→ TEXT PASSAGE:
+++
Last of all slowly marched forth the procession of the Ganden Ti Rinpoche. I saw him under a capacious and highly decorated awning which is the same sort of umbrella as that of the Grand Lama. He was attired in the ceremonial robe befitting his rank of Ti Rinpoche. His appearance was highly impressive and even those priests who had viewed the oracle-mongers with well-deserved scorn were seen in attitudes of sincere respect. That was also my sentiment as my eyes met him; for he truly impressed me as a living Buḍḍha. To the Ti Rinpoche was entrusted the most important function in this ceremony, the hurling of the sacred sword in order to avert any evil spirits that may obstruct the prosperous reign of the Chinese Emperor. With this sword-hurling the ceremony was brought to a close.

Though in principle this ceremony concludes the Monlam, in practice it comes to an end only on the following morning and with a custom of practical utility—that of carrying stones to the banks of the river Kichu which flows by Lhasa, and is often liable to overflow and flood the city. The stones required for this purpose are brought by the country people, and are sold at ten or twenty sen a piece, and each priest or citizen who attends the ceremony buys one or two such stones and conveys them to the banks either on his own back or by hired carriers. The stones thus conveyed to the banks are supposed to possess the effect of atoning for their sins. The banks must acquire great strength in consequence of this stone-piling.

[CHAPTER LXXVI.]
The Tibetan Soldiery.

The standing army of Tibet is said to consist of five thousand men, but from my own observation I think this number somewhat exaggerated. In any case, it is hardly sufficient to protect a country containing six millions of inhabitants against foreign invasion and civil commotion. However, in Tibet social order is not kept by soldiers, nor by the despotic power of the ruler. Religion is the force that keeps the country in good order. The mass of the people would never take arms against the Pope whom they believe to be a living Buḍḍha. This idea is so thoroughly infused into them that there have been really very few cases of rebellion in Tibet, hence there is no necessity for a great number of soldiers. The history of the country testifies that civil commotions take place only when the chief Lama has died, and the new master is too young to take up the Government for himself, and so leaves the entire business to the Agent and Ministers, who abuse their power, or when the regent tyrannises over and offends the people. But when the master is old enough to manage the affairs of the country he is revered as a living Buḍḍha, against whom no one protests. Minor difficulties may arise, but they are easily settled without recourse to arms. The real causes that have made Tibet feel the necessity of having a standing army have been her two quarrels with Nepāl and one with British India. Since then Tibet has ever had a regular army, distributed as follows: at Lhasa one thousand men, at Shigatze two thousand, at Tingri, an important fort on the Nepāl frontier, nominally five hundred but possibly only three hundred (there are several hundred Chinese soldiers here), five hundred at Gyantze, five hundred at Dam, and another five hundred at Mankham, making five thousand in all. The Chinese soldiers stationed in the country number two thousand altogether, and are distributed equally at the four places—Lhasa, Tingri, Shigatze, and Tomo. Every five hundred Tibetan soldiers are under a chief called De Bon. The lower officers are one for every two hundred and fifty, one for every twenty-five and one for every five.
+++
→ MATERIAL SHOWN:
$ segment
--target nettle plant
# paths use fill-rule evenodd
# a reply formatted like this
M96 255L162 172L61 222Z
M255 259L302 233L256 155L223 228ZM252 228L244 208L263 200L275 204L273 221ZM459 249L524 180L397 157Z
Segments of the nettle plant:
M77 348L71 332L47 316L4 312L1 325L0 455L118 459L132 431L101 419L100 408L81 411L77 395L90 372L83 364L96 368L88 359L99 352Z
+++
→ OBJECTIVES:
**a.** In the Tibet passage, render the sentence "Religion is the force that keeps the country in good order." into Spanish.
**b.** According to the Tibet passage, how many Tibetan soldiers are stationed at Shigatze?
The material can be left aside for this work.

→ RESPONSES IN ORDER:
**a.** La religión es la fuerza que mantiene el país en buen orden.

**b.** Two thousand soldiers are stationed at Shigatze.